= Listed buildings in Wardle, Greater Manchester =

Wardle is a village in the Metropolitan Borough of Rochdale, Greater Manchester, England, and it is unparished. The village, together with the nearby settlement of Smallbridge and the surrounding countryside, contains 27 listed buildings that are recorded in the National Heritage List for England. All the listed buildings are designated at Grade II, the lowest of the three grades, which is applied to "buildings of national importance and special interest". The area is largely rural and agricultural, although the textile industry came to the town as a result of the Industrial Revolution. Included in the listed buildings are houses containing multi-light mullioned weavers' windows, and a mill. Most of the listed buildings are houses and associated structures, farmhouses and farm buildings. The other listed buildings include churches, a public house, a bridge and two war memorials.

- _Extracted records_
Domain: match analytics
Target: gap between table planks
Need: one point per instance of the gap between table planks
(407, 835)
---
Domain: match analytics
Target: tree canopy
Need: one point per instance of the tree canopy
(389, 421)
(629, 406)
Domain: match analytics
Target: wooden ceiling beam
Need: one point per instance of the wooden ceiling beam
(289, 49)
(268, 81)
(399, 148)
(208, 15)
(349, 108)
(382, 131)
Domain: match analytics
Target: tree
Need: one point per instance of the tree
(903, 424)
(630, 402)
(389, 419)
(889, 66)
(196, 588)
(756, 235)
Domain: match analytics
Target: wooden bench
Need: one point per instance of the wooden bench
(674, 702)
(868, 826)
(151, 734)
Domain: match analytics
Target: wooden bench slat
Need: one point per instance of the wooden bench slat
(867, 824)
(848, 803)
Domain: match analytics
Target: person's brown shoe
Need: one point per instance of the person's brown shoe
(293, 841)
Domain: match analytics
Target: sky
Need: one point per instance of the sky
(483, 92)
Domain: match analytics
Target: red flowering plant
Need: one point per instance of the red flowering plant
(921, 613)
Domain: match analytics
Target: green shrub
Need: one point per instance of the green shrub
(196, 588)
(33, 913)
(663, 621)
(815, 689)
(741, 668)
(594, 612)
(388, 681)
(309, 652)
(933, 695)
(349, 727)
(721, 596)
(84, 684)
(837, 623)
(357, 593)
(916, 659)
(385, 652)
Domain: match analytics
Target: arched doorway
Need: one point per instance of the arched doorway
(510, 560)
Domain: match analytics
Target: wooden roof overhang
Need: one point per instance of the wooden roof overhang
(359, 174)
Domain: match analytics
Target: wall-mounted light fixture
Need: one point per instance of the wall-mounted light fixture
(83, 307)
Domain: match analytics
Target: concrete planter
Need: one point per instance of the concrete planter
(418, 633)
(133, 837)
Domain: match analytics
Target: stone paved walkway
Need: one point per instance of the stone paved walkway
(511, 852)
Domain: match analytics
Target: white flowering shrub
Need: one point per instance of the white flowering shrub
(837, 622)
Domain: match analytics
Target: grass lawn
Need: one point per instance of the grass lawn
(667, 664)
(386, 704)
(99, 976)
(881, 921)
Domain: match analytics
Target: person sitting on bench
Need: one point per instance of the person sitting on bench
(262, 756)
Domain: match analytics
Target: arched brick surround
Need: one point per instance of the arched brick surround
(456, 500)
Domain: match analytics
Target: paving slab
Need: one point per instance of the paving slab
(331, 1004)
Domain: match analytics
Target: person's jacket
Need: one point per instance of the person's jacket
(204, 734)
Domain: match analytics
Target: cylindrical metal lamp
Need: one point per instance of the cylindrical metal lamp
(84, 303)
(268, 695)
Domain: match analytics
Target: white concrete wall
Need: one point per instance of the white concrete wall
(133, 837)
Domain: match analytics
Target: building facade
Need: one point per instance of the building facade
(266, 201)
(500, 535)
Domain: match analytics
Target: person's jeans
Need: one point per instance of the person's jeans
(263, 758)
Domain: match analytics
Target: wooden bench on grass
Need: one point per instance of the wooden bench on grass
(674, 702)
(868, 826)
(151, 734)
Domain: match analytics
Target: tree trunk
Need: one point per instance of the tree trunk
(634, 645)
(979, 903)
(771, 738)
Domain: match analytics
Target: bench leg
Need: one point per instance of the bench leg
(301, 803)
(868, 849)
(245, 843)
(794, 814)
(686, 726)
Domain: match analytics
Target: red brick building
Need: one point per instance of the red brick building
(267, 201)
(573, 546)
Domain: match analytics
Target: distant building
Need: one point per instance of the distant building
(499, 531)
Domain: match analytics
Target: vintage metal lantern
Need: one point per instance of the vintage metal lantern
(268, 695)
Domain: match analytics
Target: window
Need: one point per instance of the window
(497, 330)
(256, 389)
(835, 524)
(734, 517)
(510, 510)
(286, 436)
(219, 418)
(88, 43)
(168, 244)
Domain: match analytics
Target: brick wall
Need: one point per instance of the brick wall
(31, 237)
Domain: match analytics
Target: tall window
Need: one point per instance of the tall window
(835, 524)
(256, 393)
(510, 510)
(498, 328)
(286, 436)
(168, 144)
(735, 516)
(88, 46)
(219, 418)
...
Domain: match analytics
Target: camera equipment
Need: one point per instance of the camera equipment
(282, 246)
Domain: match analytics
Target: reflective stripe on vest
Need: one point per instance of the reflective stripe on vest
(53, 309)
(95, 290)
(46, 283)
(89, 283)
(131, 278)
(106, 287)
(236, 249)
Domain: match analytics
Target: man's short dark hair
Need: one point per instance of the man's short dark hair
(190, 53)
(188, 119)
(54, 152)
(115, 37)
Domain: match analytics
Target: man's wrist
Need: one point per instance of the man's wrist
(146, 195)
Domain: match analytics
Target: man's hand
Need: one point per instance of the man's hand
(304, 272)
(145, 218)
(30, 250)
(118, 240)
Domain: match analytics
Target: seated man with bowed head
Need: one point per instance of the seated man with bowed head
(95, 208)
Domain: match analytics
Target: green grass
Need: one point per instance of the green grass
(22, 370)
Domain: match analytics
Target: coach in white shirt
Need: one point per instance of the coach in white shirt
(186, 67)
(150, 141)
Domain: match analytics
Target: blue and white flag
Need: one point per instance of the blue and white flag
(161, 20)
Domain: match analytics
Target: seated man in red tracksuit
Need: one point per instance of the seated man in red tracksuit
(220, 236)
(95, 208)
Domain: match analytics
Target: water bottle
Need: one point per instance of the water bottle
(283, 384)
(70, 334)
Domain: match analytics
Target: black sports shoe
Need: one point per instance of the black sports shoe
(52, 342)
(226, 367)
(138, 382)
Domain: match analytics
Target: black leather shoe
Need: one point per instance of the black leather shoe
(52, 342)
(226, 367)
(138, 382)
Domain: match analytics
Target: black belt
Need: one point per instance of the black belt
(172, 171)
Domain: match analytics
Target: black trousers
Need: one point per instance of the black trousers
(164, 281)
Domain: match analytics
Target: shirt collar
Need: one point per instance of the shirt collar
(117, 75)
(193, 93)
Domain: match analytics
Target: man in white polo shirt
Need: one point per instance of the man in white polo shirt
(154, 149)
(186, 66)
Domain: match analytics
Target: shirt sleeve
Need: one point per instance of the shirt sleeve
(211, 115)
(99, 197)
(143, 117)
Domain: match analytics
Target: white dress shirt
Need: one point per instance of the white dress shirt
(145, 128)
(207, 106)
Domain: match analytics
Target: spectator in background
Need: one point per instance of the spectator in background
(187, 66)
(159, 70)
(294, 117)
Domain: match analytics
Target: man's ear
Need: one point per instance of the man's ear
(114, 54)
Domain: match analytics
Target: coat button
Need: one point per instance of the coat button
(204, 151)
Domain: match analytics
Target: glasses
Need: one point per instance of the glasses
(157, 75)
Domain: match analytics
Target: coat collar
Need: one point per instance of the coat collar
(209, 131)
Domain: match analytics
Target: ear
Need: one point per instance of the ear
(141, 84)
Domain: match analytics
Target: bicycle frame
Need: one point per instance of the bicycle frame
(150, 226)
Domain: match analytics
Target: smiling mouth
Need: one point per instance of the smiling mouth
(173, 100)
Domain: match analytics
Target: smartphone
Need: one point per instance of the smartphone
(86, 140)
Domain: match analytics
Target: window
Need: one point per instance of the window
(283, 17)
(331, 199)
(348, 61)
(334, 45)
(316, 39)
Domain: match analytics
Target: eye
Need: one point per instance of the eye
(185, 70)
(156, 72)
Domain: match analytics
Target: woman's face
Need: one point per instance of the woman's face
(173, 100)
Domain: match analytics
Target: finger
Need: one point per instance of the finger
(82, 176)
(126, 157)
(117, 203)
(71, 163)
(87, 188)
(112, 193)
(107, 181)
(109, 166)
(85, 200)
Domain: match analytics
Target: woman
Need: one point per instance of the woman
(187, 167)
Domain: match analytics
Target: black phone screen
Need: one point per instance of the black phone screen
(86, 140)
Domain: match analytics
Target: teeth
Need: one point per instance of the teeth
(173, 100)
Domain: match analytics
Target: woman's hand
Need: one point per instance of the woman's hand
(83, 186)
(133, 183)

- _Work instructions_
1. Copy down the part of the Wardle passage that opens with the words containing "Wardle is a" and closes with "two war memorials.".
2. According to the Wardle passage, at what grade are all the listed buildings designated?
The listing above comes from a separate source.

- _Completed exercise_
1.
Wardle is a village in the Metropolitan Borough of Rochdale, Greater Manchester, England, and it is unparished. The village, together with the nearby settlement of Smallbridge and the surrounding countryside, contains 27 listed buildings that are recorded in the National Heritage List for England. All the listed buildings are designated at Grade II, the lowest of the three grades, which is applied to "buildings of national importance and special interest". The area is largely rural and agricultural, although the textile industry came to the town as a result of the Industrial Revolution. Included in the listed buildings are houses containing multi-light mullioned weavers' windows, and a mill. Most of the listed buildings are houses and associated structures, farmhouses and farm buildings. The other listed buildings include churches, a public house, a bridge and two war memorials.

2. Grade II.